ЗАДАНИЕ ::
Пожалуйста, определите, соответствуют ли отрывку ниже утверждения (а), (б) и (в). Для каждого ответьте «да» или «нет» и приведите решающие слова отрывка в точной цитате.
(а) За право называться родиной Гомера спорили семь городов.
(б) Генрих Шлиман родился в 1871 году.
(в) Греки осаждали Трою десять лет.

ОТРЫВОК ИЗ ИСТОЧНИКА ::

>>>

Получалось, правда, немного странно. Древние греки придумали театр, науку, демократию, спорт и много других полезных вещей. Но как-то уж очень с места в карьер. Только что не умели читать и писать – и откуда ни возьмись – философия, математика, литература. Греческий мир во всём его великолепии явился вдруг и неоткуда. «Разве так бывает?» – спрашивали скептики, но ответа не получали.

Зато был, да и до сих пор есть, другой вопрос, на который можно получить любое количество ответов. Называется он «гомеровским». Кто сочинил «Илиаду» и «Одиссею» и есть ли в них намёк на правду? Сами греки считали сочинителем слепого старца Гомера и настолько им восхищались, что семь городов спорили за право называться его родиной. Города так и не доспорили, зато много веков спустя появилась английская эпиграмма:

 
Быть родиной Гомера захотели,
Когда он умер, семь богатых городов.
В котором, интересно, в самом деле
Живой поэт просил на хлеб и кров?
 

Затем о Гомере заспорили учёные. «Такие большие и прекрасные поэмы не мог создать один автор. Гомер – не человек, а собирательный образ», – утверждали одни. «Автор один, – не соглашались другие, – и звали его Гомер, но он чистый сказочник!»

«Какая разница, как его звали, – говорили третьи, – главное отыскать правду, из которой эти сказки получились». Английская эпиграмма подводила итог научных дискуссий:

 
Нет, не Гомер творец поэм, а, например,
Другой поэт по имени Гомер.
 

В самый разгар споров, в 1822 г., в немецком княжестве Мекленбург в семье пастора Шлимана родился мальчик, названный Генрихом. Почти через полвека, в 1871 г., он сообщил учёному миру об открытии гомеровской Трои. Той самой, которую греки 10 лет осаждали и в конце концов сожгли. Одни поверили, другие – нет, но все хотели знать подробности. Шлиман написал книгу о раскопанном городе и предисловие – о своей мечте найти Трою. Чуть позже картину дополнили биографы.

<<<

ДАННЫЕ ::
>>>

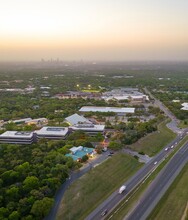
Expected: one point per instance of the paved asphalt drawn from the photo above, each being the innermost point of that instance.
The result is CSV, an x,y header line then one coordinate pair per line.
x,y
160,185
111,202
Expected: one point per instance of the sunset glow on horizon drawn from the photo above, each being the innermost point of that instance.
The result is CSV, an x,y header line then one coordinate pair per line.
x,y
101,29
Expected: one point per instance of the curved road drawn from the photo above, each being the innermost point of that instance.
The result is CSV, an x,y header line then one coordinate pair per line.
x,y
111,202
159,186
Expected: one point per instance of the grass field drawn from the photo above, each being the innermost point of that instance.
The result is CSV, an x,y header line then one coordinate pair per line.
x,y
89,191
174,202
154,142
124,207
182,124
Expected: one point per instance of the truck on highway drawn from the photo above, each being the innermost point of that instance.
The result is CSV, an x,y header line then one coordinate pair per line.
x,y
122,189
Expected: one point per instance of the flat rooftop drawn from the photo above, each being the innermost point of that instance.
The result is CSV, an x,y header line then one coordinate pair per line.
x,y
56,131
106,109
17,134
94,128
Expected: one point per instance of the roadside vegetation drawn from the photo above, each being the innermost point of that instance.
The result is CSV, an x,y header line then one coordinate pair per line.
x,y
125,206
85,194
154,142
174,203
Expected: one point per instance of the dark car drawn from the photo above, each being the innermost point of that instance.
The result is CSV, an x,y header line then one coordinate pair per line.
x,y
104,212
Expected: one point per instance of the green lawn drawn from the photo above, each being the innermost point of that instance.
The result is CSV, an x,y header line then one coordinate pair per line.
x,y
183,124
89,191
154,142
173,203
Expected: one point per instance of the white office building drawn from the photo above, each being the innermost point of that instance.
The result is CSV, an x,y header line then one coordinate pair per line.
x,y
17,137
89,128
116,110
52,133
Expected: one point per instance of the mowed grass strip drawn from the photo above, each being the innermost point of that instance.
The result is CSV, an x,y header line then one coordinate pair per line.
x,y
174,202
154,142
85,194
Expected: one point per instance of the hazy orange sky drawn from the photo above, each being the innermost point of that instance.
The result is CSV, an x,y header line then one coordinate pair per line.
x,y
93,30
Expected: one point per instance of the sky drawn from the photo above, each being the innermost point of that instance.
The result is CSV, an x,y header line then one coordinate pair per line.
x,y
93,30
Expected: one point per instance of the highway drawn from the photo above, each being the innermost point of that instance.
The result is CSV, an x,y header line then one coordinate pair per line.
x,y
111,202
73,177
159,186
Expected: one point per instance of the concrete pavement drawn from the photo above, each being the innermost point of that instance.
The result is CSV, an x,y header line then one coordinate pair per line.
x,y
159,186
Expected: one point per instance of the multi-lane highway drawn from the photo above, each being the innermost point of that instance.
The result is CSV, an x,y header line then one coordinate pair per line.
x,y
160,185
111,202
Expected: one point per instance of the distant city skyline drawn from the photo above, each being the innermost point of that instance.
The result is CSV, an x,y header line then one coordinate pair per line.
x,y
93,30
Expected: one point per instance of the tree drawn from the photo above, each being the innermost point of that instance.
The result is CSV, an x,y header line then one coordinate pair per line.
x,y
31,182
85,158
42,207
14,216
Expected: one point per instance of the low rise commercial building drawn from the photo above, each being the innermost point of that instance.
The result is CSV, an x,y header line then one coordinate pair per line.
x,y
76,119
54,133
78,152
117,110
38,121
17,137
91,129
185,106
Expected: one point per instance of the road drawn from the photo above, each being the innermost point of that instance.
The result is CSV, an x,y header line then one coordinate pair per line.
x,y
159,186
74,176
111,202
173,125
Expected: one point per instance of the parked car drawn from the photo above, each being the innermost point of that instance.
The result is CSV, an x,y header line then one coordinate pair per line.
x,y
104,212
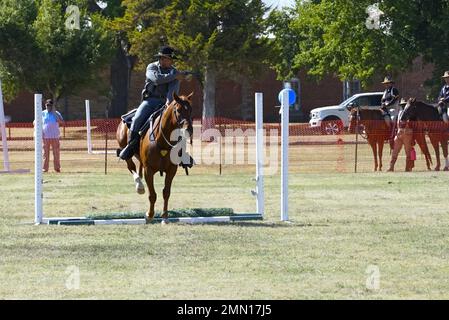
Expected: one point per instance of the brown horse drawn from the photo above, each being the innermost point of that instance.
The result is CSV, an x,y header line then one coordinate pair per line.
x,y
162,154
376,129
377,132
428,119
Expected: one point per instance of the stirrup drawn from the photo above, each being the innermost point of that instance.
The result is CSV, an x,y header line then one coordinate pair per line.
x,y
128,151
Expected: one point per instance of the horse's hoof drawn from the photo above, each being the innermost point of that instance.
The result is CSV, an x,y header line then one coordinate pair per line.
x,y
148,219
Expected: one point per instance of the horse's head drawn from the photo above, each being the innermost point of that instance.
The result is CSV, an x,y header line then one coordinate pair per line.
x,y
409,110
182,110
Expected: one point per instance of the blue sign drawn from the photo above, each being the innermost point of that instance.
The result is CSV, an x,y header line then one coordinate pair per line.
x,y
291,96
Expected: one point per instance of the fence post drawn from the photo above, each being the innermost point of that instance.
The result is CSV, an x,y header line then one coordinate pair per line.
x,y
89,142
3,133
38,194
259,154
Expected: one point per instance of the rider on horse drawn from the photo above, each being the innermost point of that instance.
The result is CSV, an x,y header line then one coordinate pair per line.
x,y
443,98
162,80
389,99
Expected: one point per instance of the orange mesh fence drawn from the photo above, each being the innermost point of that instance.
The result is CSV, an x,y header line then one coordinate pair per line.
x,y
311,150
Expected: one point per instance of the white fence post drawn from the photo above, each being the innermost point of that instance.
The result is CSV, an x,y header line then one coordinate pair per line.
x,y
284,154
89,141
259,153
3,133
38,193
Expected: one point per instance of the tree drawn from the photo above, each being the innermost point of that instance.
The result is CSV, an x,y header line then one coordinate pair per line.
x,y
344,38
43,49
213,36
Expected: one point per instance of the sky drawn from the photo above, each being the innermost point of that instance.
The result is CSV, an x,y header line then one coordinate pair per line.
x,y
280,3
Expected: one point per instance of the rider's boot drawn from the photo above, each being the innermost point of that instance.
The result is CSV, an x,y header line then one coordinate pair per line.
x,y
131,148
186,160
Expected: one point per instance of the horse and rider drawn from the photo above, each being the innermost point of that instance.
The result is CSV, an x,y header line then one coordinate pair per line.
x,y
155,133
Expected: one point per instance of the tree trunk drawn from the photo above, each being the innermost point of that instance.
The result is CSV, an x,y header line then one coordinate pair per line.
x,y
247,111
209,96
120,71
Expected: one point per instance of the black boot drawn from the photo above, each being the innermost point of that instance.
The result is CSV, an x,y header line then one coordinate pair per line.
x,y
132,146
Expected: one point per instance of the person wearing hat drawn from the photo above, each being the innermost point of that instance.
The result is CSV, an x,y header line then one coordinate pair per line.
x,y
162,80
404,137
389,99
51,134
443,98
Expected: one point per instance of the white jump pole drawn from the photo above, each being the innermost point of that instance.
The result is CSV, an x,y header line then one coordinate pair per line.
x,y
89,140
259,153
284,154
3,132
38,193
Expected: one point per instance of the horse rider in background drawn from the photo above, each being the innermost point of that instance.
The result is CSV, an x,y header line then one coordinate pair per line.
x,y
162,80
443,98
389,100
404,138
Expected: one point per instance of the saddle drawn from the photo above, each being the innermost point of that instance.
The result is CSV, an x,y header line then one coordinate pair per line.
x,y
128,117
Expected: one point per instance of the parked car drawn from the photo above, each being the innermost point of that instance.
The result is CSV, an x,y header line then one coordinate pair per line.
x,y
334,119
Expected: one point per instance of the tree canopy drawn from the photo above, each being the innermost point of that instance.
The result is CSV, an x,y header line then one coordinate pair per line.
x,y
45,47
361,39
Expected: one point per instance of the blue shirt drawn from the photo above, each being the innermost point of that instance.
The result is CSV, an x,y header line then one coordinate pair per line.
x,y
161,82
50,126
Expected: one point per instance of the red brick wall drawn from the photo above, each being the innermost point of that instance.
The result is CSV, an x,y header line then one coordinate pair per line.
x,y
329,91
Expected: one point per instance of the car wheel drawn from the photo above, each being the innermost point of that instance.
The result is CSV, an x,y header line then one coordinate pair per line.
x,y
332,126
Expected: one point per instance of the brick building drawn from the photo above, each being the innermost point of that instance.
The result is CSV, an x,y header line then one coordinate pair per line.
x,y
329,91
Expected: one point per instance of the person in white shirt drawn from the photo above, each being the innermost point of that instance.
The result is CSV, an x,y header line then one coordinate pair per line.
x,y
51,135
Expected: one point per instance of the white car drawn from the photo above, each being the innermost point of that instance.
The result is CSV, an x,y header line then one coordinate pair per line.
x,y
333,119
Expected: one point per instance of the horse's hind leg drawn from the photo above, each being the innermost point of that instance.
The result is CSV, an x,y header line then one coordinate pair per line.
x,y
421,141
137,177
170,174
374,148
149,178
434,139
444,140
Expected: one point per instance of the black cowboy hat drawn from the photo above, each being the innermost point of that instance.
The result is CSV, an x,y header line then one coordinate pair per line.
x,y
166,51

<<<
>>>

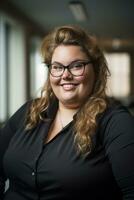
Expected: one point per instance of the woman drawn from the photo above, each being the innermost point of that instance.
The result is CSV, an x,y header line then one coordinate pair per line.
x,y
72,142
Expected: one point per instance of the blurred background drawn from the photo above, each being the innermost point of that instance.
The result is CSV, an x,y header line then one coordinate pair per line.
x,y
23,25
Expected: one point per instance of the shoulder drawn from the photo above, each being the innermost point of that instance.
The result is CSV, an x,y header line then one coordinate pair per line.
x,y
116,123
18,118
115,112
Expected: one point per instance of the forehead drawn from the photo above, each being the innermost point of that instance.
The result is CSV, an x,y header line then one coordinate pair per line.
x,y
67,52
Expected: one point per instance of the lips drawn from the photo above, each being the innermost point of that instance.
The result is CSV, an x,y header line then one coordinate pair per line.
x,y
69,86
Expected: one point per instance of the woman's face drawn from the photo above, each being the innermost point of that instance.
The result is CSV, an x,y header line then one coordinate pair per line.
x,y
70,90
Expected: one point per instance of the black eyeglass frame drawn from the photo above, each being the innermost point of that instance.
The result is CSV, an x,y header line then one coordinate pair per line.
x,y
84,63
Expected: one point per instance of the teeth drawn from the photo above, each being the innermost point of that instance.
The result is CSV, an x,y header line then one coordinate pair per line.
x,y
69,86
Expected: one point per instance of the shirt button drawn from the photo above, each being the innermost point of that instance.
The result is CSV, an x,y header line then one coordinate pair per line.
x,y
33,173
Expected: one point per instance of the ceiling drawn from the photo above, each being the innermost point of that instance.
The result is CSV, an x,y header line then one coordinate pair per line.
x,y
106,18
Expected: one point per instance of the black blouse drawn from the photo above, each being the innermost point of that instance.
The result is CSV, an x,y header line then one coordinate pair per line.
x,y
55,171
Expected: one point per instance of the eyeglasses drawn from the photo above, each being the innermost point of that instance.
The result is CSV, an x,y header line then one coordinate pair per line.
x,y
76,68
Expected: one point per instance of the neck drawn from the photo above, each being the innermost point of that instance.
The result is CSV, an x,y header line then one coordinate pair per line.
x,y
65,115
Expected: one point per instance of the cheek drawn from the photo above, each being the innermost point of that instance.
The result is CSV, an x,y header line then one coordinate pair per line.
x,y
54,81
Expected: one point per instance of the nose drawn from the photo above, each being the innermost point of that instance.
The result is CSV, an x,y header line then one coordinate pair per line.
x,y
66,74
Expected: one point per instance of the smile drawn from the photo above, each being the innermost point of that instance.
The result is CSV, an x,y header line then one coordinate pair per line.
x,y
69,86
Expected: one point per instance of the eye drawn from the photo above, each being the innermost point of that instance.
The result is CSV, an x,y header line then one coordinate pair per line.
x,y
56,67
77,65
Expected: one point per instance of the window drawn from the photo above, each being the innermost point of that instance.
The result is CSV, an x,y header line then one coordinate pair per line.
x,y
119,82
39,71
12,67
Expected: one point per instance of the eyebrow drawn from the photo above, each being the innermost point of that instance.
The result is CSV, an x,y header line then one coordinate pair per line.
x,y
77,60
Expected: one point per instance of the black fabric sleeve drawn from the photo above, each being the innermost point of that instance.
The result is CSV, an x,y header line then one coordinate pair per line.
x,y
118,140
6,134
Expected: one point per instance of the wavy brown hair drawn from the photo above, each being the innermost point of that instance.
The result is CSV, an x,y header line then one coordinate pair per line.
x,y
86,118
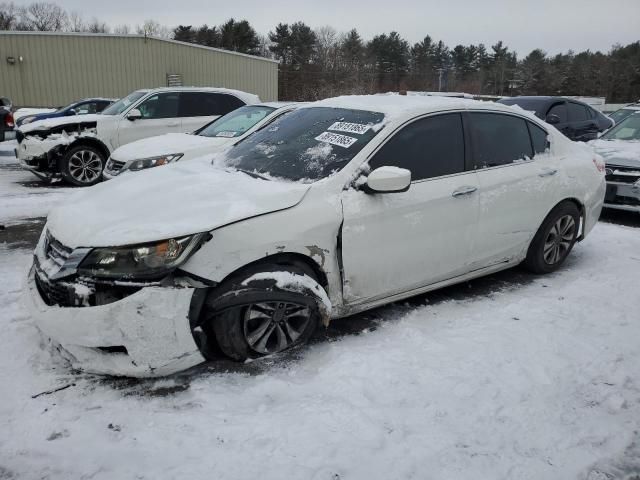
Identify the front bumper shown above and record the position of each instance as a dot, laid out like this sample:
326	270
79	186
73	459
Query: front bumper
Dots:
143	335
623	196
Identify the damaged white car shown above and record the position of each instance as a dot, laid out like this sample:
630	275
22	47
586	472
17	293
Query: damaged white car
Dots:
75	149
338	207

<<<

РЕШЕНИЕ ::
(а) Да: «семь городов спорили за право называться его родиной».
(б) Нет: «в 1822 г., в немецком княжестве Мекленбург в семье пастора Шлимана родился мальчик, названный Генрихом».
(в) Да: «Той самой, которую греки 10 лет осаждали и в конце концов сожгли».